PAGE EXTRACT:

◆ ◆ ◆ ◆ ◆

NEW YORK, NY.- On March 13, 2014,
Neue Galerie New York opened the exhibition "Degenerate Art: The Attack on Modern Art in Nazi Germany, 1937." This is the first major U.S. museum exhibition devoted to the infamous display of modern art by the Nazis since the 1991 presentation at the Los Angeles County Museum of Art. The Neue Galerie show is organized by board member Dr. Olaf Peters, a professor of Art History in Halle. Dr. Peters, a distinguished scholar and historian, curated the 2010 Neue Galerie exhibition on Otto Dix. "Degenerate Art" is being shown on the second and third floor galleries of the museum, and includes approximately 50 paintings and sculptures, 30 works on paper and several posters, as well as photographs and other memorabilia. The Neue Galerie is the sole venue for this show, where it will be on view through June 30, 2014.
The term "degenerate" was adopted by the National Socialist regime as part of its campaign against modern art. Many works branded as such by the Nazis were seized from museums and private collections. Following the showing on these works in a three-year traveling exhibition that criss-crossed Germany and Austria, most were sold, lost, or presumed destroyed. In this light, the recent discovery in Munich of the Gurlitt trove of such artwork has attracted considerable attention. The film "Monuments Men," directed by George Clooney and which opened in February 2014, indicates the level of popular interest in the subject.

◆ ◆ ◆ ◆ ◆

INFORMATION SHOWN:
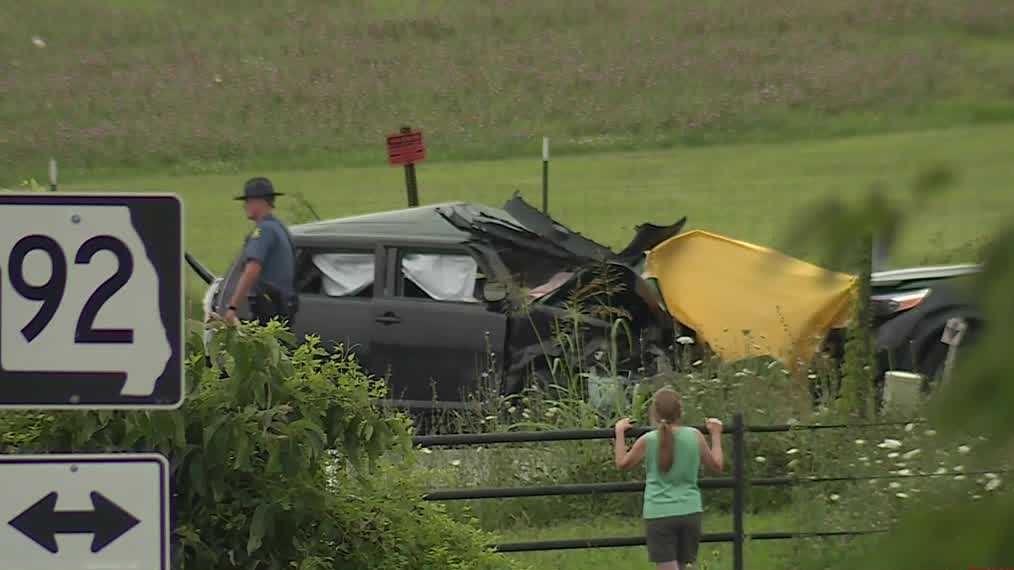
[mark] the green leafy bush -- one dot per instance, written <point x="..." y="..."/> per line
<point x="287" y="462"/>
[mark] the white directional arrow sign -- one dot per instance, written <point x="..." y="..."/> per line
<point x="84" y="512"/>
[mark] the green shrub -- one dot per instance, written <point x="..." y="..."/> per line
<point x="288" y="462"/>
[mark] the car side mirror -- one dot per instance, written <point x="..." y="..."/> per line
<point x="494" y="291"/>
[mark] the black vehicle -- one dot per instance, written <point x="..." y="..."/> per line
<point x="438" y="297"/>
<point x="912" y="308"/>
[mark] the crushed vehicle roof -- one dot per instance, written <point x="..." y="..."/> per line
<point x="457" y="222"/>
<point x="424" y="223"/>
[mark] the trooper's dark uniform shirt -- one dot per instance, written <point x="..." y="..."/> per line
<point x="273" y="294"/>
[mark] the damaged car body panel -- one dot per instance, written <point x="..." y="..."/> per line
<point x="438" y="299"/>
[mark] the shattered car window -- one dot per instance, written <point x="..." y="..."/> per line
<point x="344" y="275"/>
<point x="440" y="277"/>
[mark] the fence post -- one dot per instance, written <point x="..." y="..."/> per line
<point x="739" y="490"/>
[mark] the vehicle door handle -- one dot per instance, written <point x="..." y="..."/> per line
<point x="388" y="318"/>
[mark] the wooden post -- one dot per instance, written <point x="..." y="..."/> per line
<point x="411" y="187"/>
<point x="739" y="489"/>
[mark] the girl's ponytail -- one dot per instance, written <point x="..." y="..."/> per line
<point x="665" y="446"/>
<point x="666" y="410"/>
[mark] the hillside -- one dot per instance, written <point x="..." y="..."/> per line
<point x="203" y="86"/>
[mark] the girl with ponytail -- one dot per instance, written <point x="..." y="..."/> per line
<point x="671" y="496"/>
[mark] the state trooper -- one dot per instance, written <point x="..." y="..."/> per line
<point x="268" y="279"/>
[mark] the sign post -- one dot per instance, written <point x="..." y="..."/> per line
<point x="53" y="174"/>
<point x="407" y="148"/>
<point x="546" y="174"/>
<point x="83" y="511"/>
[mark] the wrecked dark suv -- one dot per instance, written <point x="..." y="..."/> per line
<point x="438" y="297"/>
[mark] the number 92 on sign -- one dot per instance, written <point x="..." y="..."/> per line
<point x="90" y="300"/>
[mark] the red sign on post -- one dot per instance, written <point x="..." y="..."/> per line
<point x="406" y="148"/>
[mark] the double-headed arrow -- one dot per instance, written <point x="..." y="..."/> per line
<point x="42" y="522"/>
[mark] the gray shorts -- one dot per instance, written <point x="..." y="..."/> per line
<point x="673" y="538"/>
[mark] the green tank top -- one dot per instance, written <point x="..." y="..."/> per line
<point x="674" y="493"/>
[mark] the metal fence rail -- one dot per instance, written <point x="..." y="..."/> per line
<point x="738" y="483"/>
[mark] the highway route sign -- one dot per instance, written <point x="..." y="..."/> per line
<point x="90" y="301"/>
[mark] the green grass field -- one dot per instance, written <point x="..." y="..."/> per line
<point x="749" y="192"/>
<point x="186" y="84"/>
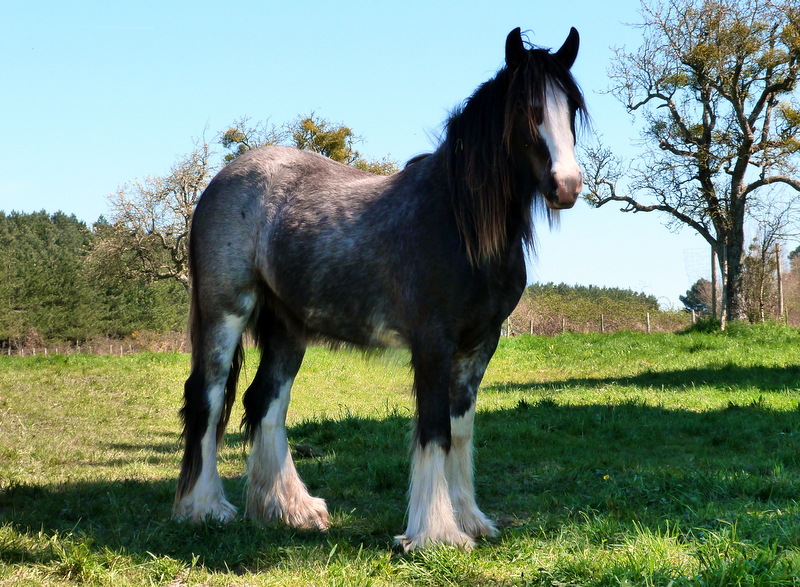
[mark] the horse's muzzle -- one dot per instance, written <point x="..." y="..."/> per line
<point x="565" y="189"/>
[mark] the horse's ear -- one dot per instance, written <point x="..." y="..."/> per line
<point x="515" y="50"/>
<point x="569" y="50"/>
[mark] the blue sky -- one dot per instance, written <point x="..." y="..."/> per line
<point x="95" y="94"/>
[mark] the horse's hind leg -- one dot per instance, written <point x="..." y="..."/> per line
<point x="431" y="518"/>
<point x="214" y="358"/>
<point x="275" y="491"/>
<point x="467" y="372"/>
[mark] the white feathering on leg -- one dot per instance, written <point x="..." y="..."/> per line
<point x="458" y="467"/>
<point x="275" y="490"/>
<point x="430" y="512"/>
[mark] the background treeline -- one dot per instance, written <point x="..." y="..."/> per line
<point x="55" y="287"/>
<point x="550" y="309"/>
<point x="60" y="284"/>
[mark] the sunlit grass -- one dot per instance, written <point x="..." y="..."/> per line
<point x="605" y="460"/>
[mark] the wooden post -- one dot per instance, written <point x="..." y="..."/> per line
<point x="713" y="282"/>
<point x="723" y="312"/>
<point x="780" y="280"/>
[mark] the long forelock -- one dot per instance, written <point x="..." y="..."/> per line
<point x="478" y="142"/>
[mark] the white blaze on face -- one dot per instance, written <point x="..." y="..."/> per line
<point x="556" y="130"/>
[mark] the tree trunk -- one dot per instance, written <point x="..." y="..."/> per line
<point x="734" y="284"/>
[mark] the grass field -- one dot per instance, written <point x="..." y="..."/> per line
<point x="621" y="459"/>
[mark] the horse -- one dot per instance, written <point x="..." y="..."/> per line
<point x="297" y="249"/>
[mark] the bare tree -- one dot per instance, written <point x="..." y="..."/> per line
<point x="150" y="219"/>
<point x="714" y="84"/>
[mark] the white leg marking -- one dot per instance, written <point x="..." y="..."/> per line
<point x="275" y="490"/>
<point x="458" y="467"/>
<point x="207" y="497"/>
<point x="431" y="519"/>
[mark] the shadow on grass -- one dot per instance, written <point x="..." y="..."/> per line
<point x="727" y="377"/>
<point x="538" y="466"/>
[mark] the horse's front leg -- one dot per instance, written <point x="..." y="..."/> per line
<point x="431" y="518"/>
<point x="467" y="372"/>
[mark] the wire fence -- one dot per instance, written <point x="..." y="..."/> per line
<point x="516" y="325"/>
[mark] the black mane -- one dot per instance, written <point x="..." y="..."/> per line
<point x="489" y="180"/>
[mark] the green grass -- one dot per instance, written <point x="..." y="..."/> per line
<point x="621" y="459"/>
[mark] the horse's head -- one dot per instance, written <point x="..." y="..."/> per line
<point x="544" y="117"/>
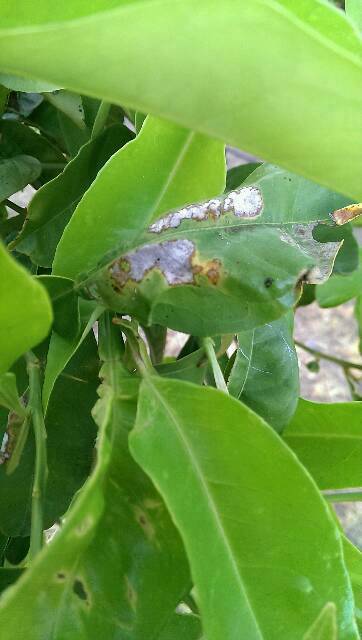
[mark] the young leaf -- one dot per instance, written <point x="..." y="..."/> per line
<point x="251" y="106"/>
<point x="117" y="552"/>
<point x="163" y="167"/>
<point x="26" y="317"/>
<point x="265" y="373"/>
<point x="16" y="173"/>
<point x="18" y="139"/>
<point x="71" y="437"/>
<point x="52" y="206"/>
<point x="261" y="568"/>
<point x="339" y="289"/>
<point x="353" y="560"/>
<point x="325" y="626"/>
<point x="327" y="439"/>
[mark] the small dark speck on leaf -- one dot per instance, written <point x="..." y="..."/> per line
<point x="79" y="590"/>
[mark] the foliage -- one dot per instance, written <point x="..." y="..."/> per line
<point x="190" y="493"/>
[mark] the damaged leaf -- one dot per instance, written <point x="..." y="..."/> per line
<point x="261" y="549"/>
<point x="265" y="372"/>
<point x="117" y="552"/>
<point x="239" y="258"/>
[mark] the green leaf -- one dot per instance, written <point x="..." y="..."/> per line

◆ ◆ ◆ ◆ ◆

INSTRUCTIONS:
- 1) Using the Degenerate Art exhibition article, mark each statement yes or no and quote the exact words of the article that decide it: (a) The exhibition opened on March 13, 2014. (b) After New York, the show will travel to other museums. (c) Dr. Olaf Peters curated an earlier Neue Galerie exhibition on Otto Dix.
- 2) According to the Degenerate Art exhibition article, how many paintings and sculptures does the show include?
None of the entries is needed for what comes next.

PROBLEM SOLUTIONS:
- 1)
(a) Yes: "On March 13, 2014, Neue Galerie New York opened the exhibition"
(b) No: "The Neue Galerie is the sole venue for this show"
(c) Yes: "curated the 2010 Neue Galerie exhibition on Otto Dix"

- 2) Approximately 50.